### PASSAGE TO READ
——————————

Vibration is basically defined as mechanical oscillation.

Vibration is a mechanical phenomenon whereby oscillations occur about an equilibrium point.

https://en.wikipedia.org/wiki/Vibration

Now you are asking what the difference between temperature and sound is.

You are assuming that both temperature and sound are caused by vibrational motions of the molecules (let's assume air in your case.)

A molecular vibration occurs when atoms in a molecule are in periodic motion while the molecule as a whole has constant translational and rotational motion. The frequency of the periodic motion is known as a vibration frequency, and the typical frequencies of molecular vibrations range from less than 10^13 to approximately 10^14 Hz, corresponding to wavenumbers of approximately 300 to 3000 cm^−1.

——————————

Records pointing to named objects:
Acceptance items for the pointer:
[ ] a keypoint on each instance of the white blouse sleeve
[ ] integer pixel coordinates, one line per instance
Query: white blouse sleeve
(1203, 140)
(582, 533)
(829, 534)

——————————

### JOBS
A – In the text about vibration, what range do the typical frequencies of molecular vibrations cover?
B – Rewrite the part of the text about vibration starting with "You are assuming" and going on through "to 3000 cm^−1.", changing "periodic motion" to "repetitive motion".
Rely only on the text about vibration and leave the material aside.

### TASK SOLUTIONS
A – From less than 10^13 to approximately 10^14 Hz.

B –
You are assuming that both temperature and sound are caused by vibrational motions of the molecules (let's assume air in your case.)

A molecular vibration occurs when atoms in a molecule are in repetitive motion while the molecule as a whole has constant translational and rotational motion. The frequency of the repetitive motion is known as a vibration frequency, and the typical frequencies of molecular vibrations range from less than 10^13 to approximately 10^14 Hz, corresponding to wavenumbers of approximately 300 to 3000 cm^−1.